*** Given records
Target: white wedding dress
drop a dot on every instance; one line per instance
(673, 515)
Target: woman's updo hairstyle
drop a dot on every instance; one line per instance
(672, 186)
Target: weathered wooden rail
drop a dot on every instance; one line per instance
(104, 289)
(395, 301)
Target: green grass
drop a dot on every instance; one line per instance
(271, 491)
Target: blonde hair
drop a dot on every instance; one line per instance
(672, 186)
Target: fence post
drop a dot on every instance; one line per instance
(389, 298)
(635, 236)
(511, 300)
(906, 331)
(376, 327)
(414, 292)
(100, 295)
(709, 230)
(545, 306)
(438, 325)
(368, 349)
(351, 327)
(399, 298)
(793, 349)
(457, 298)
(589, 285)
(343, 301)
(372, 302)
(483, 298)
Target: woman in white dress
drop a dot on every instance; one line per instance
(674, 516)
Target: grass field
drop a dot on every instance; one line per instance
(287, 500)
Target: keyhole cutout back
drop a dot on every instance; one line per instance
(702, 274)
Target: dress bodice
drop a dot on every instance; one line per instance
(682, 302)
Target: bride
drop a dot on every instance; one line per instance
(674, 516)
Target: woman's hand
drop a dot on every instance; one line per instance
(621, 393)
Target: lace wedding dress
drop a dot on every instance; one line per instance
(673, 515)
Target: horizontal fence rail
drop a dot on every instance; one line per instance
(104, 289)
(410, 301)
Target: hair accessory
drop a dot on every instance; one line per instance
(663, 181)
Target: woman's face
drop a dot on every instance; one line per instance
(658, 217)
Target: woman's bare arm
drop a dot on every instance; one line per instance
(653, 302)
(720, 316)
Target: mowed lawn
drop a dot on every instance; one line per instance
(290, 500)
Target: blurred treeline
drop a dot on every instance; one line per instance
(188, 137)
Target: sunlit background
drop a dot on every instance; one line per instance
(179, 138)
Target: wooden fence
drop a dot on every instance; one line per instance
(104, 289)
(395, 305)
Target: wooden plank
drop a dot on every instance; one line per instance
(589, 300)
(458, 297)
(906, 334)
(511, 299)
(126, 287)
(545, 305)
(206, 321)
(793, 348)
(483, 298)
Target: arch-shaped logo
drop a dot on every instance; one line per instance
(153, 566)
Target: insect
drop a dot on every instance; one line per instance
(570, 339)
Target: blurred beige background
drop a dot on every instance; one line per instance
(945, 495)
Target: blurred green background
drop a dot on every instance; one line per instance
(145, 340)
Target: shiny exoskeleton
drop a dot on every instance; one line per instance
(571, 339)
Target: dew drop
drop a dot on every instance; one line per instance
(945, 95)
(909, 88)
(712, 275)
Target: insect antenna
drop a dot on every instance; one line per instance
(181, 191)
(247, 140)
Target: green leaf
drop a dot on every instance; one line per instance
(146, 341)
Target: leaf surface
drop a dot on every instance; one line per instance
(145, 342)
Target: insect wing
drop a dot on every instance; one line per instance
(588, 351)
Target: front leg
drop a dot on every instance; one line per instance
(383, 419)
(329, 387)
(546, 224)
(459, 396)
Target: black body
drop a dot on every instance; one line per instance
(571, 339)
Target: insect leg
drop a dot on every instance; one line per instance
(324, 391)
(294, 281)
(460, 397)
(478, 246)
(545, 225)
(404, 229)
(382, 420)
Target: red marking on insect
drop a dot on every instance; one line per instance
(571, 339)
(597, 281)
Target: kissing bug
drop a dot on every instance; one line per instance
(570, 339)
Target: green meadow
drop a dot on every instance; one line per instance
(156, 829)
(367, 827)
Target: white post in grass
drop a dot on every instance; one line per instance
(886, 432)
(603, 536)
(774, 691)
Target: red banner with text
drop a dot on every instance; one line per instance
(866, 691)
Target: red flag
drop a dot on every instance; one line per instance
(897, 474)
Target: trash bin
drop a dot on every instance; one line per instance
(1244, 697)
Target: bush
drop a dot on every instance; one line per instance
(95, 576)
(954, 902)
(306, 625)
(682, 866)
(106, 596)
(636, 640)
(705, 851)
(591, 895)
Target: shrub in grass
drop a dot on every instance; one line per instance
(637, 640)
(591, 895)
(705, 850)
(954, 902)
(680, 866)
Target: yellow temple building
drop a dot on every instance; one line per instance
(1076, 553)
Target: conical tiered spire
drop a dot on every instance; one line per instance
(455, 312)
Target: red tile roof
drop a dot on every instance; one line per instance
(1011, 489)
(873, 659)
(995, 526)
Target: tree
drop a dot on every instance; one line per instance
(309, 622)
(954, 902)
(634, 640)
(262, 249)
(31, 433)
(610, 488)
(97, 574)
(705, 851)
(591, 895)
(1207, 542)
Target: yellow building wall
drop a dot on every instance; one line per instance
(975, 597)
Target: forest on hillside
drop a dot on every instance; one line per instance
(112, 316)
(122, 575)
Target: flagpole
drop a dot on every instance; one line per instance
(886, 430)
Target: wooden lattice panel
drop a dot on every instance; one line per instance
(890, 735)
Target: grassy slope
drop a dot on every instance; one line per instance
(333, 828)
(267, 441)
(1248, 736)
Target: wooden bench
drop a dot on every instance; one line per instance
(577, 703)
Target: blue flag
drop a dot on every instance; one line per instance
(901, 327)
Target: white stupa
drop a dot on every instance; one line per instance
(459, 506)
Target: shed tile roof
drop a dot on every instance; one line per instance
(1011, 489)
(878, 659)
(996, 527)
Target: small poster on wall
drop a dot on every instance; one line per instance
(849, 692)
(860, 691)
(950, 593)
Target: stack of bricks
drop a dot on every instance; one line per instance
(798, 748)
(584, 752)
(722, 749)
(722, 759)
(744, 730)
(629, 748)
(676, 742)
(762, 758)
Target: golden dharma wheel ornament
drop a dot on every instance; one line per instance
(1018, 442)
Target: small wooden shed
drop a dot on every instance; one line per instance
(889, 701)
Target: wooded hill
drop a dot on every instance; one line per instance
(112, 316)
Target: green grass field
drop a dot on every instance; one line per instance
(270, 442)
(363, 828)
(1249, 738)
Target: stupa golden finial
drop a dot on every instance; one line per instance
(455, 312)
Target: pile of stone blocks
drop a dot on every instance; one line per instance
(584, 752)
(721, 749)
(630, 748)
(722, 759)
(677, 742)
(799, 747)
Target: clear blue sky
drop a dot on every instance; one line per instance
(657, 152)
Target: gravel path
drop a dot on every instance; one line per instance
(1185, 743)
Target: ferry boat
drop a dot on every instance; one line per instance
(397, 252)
******
**The request:**
Pull out every item above and copy each one word for word, keeping all its lines in their original order.

**Problem solution:**
Target: white wedding dress
drop a dot on every instance; one line per instance
(673, 515)
Target: woman's updo hairstyle
drop a dot on every instance; one line per instance
(672, 186)
Target: weathered wooden rail
drop a dot on every instance; one line per instance
(104, 289)
(395, 301)
Target: green grass
drop a dot on every instance; one line per instance
(271, 491)
Target: blonde hair
drop a dot on every instance; one line per instance
(672, 186)
Target: fence post
drop a dot on every instance; one line per instance
(389, 298)
(635, 236)
(511, 300)
(906, 331)
(376, 327)
(414, 292)
(100, 295)
(709, 230)
(545, 306)
(438, 325)
(368, 349)
(351, 327)
(399, 298)
(793, 349)
(457, 298)
(589, 285)
(343, 301)
(372, 302)
(483, 298)
Target: woman in white dress
drop a dot on every instance; one line per instance
(674, 516)
Target: grass field
drop a dot on every instance; one line per instance
(287, 500)
Target: keyhole cutout back
drop a dot on every instance; one line per instance
(702, 274)
Target: dress bodice
drop a dot on every instance; one line per instance
(682, 302)
Target: bride
drop a dot on every instance; one line per instance
(674, 516)
Target: woman's hand
drop a dot on every instance; one line per instance
(621, 393)
Target: lace wedding dress
drop a dot on every instance; one line per instance
(673, 515)
Target: horizontal fence rail
drop a dot on every instance; one line per instance
(104, 289)
(410, 301)
Target: hair accessory
drop a dot on every instance; one line per instance
(663, 181)
Target: woman's face
drop a dot on every instance; one line per instance
(658, 217)
Target: woman's bare arm
drop a dot on every instance; one line per instance
(653, 302)
(720, 316)
Target: mowed lawn
drop a dot on every instance; one line per instance
(290, 500)
Target: blurred treeline
drop a dot on every instance; one line per instance
(188, 137)
Target: sunlit background
drop a dot on every instance; one line per instance
(179, 138)
Target: wooden fence
drop a dot on every instance; one line per instance
(104, 289)
(395, 305)
Target: wooden plank
drop a dot on every instance; one line per instance
(589, 300)
(458, 297)
(906, 334)
(511, 299)
(126, 287)
(545, 305)
(206, 321)
(793, 348)
(483, 298)
Target: arch-shaped logo
drop a dot on every instance; one line per instance
(153, 566)
Target: insect
drop a dot on every instance; one line per instance
(570, 339)
Target: blurred beige background
drop a dot on every instance; one line per instance
(945, 495)
Target: blurred green background
drop a dot on every instance; one line per instance
(145, 340)
Target: shiny exoskeleton
drop a dot on every instance; one line per instance
(571, 339)
Target: dew drop
drop a dot on every instance; one line per instance
(945, 95)
(909, 88)
(712, 275)
Target: insect antenna
drop a dot on every instance; one line per instance
(181, 191)
(247, 140)
Target: green leaf
drop a dot on every instance; one line per instance
(146, 341)
Target: leaf surface
drop a dot on every instance; one line per instance
(145, 342)
Target: insect wing
drop a dot on every instance; one line per instance
(588, 351)
Target: front leg
drop a dot on every instance; one line per instance
(383, 419)
(329, 387)
(546, 224)
(459, 396)
Target: black body
drop a dot on every instance; one line per instance
(571, 339)
Target: insect leg
drop a dot on every instance; one line per instance
(324, 391)
(294, 281)
(460, 397)
(478, 246)
(545, 225)
(404, 229)
(382, 420)
Target: red marking on insect
drop a dot on every instance; one line per instance
(571, 339)
(597, 281)
Target: kissing bug
drop a dot on every instance; one line per instance
(570, 339)
Target: green meadow
drop a dot on every instance; one line per instance
(156, 829)
(367, 827)
Target: white post in grass
drop a dot on every instance; one line per instance
(886, 432)
(603, 536)
(774, 691)
Target: red banner with text
drop a dot on every instance; one line per instance
(866, 691)
Target: red flag
drop a dot on every instance; one line per instance
(897, 474)
Target: trash bin
drop a dot on every instance; one line per instance
(1244, 697)
Target: bush
drop a dot on every instance; one line per instance
(95, 576)
(954, 902)
(306, 625)
(682, 866)
(106, 596)
(636, 640)
(705, 851)
(591, 895)
Target: shrub in grass
drop a dot on every instance; one line per instance
(637, 640)
(591, 895)
(705, 850)
(954, 902)
(680, 866)
Target: yellow temple building
drop a dot on every instance; one line per instance
(1076, 553)
Target: conical tiered spire
drop a dot on every instance; one line per instance
(455, 312)
Target: red tile roof
drop a dot on every instance; one line per instance
(1011, 489)
(873, 659)
(995, 526)
Target: tree
drop a dot on every instance; one line per instance
(309, 622)
(954, 902)
(634, 640)
(262, 249)
(31, 433)
(610, 488)
(97, 574)
(705, 851)
(591, 895)
(1207, 542)
Target: yellow building wall
drop a dot on every instance; one line per instance
(975, 597)
Target: forest on hillside
drop a dot on every instance; one line per instance
(112, 316)
(122, 575)
Target: flagpole
drop a dot on every instance; one line per instance
(886, 430)
Target: wooden lattice panel
drop a dot on every instance; one line per instance
(890, 735)
Target: grassy slope
drop a dot on every instance; one line per instance
(333, 828)
(267, 441)
(1248, 736)
Target: wooden bench
drop a dot on every instance; one line per instance
(577, 703)
Target: blue flag
drop a dot on every instance; one line per instance
(901, 327)
Target: white stupa
drop a dot on every instance; one line per instance
(459, 506)
Target: shed tile roof
drop a dot on every instance; one line per instance
(1011, 489)
(878, 659)
(996, 527)
Target: small poster on wall
drop a dot on every instance; one line per instance
(849, 692)
(860, 691)
(950, 593)
Target: stack of bricks
drop a dot on every instance; one line per instance
(798, 748)
(584, 752)
(722, 749)
(722, 759)
(744, 730)
(629, 748)
(676, 742)
(762, 758)
Target: golden dharma wheel ornament
drop a dot on every instance; one line per instance
(1018, 442)
Target: small wooden shed
drop a dot on every instance; one line per instance
(889, 701)
Target: wooded hill
drop a dot on every instance; one line per instance
(112, 316)
Target: green grass field
drop a dot on every instance; one line per instance
(270, 442)
(363, 828)
(1249, 738)
Target: stupa golden finial
drop a dot on every instance; one line per instance
(455, 312)
Target: pile of stone blocks
drop a dot on every instance; one line per instance
(584, 752)
(721, 749)
(630, 748)
(722, 759)
(677, 742)
(799, 747)
Target: clear blue sky
drop a dot on every instance; one line per instance
(657, 152)
Target: gravel path
drop a dot on every instance; one line per instance
(1185, 743)
Target: ferry boat
drop a dot on every instance; one line per instance
(397, 252)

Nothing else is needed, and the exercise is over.